Would you copy out the whole listing exactly as given?

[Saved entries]
★ ★ ★ ★ ★
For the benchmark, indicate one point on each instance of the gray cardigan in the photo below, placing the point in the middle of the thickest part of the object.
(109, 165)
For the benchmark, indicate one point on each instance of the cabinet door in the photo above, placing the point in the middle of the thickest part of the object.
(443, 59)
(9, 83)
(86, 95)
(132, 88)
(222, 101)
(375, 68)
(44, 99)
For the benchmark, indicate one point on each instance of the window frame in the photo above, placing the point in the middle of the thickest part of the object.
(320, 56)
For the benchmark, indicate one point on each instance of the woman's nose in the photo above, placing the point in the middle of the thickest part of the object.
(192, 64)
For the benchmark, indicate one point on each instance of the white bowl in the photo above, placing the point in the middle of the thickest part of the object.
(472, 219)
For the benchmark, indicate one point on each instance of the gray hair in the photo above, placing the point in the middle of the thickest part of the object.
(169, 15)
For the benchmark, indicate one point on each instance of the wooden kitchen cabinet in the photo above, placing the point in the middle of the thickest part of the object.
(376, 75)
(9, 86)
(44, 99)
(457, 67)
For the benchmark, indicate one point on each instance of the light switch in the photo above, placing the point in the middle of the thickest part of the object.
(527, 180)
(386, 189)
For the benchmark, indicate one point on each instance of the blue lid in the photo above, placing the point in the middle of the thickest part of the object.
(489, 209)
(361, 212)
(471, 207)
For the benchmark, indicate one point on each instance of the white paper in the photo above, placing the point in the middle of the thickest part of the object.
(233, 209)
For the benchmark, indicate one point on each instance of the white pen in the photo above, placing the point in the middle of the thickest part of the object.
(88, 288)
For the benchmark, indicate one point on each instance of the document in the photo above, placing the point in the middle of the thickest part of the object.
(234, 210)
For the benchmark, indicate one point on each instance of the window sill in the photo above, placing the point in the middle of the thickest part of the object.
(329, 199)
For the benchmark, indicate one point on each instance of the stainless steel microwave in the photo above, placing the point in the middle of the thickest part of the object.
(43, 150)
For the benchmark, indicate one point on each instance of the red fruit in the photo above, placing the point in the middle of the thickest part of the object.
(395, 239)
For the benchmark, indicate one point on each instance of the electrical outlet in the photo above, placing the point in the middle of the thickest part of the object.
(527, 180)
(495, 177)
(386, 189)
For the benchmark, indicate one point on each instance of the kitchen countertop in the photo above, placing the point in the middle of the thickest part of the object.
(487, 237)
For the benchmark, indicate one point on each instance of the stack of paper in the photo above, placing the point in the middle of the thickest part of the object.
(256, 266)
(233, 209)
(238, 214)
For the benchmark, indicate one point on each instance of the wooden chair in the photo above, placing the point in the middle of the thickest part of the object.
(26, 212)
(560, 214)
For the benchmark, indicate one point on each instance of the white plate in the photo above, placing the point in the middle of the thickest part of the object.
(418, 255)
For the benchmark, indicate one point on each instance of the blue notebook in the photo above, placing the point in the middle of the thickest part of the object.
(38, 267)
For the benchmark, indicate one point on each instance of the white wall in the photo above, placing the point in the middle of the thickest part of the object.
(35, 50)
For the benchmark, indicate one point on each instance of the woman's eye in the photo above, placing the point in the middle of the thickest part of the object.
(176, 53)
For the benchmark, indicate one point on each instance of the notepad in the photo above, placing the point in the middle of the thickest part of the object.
★ ★ ★ ★ ★
■ Solution for this problem:
For the benchmark, indicate one point on each instance of the gray cardigan in the photo below, placing the point in the middle of the thickest part of the object.
(109, 165)
For the benchmark, indicate one point on each instance of the cabinet door in the photo above, placing the point in the middle of the thickest part of the object.
(443, 59)
(9, 83)
(86, 95)
(132, 88)
(222, 101)
(375, 68)
(44, 99)
For the benchmark, indicate one point on each instance of the window frame in the photo above, placing the point in the middle of the thickest part of the object.
(320, 56)
For the benchmark, indicate one point on each instance of the woman's nose in the photo above, placing the point in the middle of the thickest part of the object.
(192, 64)
For the benchmark, indicate one point on each instance of the white bowl in the photo above, placing the point in the middle of the thickest part of the object.
(472, 219)
For the benchmark, indicate one point on each instance of the gray hair in the photo above, placing the point in the middle of the thickest part of the object.
(169, 15)
For the benchmark, indicate one point on each instance of the wooden kitchen cabinet in the photo above, placing the point in the middle of the thickest part of the object.
(376, 75)
(9, 86)
(44, 99)
(457, 67)
For the benchmark, indicate one point on each instance of the light switch in the photo above, placing the point in the middle of the thickest part of the object.
(527, 180)
(386, 189)
For the benchmark, indicate one point on each instance of the blue lid in the photo above, placing the point in the middle of the thickest part of the object.
(489, 209)
(361, 212)
(471, 207)
For the benchmark, indicate one point on each instance of the white paper in the photo above, placing the point in the middle of the thickest part of the object.
(233, 209)
For the benchmark, indicate one point on each instance of the white pen in the photo above, placing the point in the middle of the thickest part of the object.
(88, 288)
For the benchmark, indicate one point on each instance of the document in the photo above, placing the point in the middle of the thickest part of the object.
(234, 210)
For the benchmark, indicate one point on each instance of the window sill in the photo above, placing the point in the middle of the thickest part of the object.
(329, 199)
For the benchmark, indicate one point on each instance of the stainless steel microwave in the photo above, placing the point in the middle of the thickest part of the object.
(43, 150)
For the benchmark, indicate one point on each instance of the red fruit in the photo above, placing the point in the middle of the thickest part of the object.
(395, 239)
For the benchmark, indicate one point on each instance of the electrical outlet in the photo above, placing the point in the middle of the thickest part of the object.
(527, 180)
(495, 177)
(386, 189)
For the benchmark, indicate one point on each instance of the kitchen countertop in the photo above, placing the point in the middle of the thickest part of the object.
(487, 237)
For the benchmark, indicate one point on each instance of the stack of paper in the photo above, placing the point in the middle of the thickest part of the object.
(256, 266)
(233, 209)
(238, 214)
For the benchmark, indicate one point on each instance of the wooden chair in the photo above, placing the point in the middle of the thickest part of the object.
(26, 212)
(560, 214)
For the benchmark, indicate one point on each instance of the white plate in the photo above, placing the point in the middle of the thickest part of the object.
(418, 255)
For the benchmark, indicate one point on each instance of the blue notebook in the photo above, placing the point in the middle of the thickest part of the object.
(38, 267)
For the benchmark, indicate one point on each instance of the white wall in the photo above, placing the point in the middle of the thickest part of the object.
(35, 50)
For the benchmark, indicate one point on each instance of the woman's eye in the photo above, placing the point in the middle of the thickest part of the object.
(176, 53)
For the benchmark, indicate one point on each instance of the notepad in the photo above, placing the point in the middle of the thickest part of the object.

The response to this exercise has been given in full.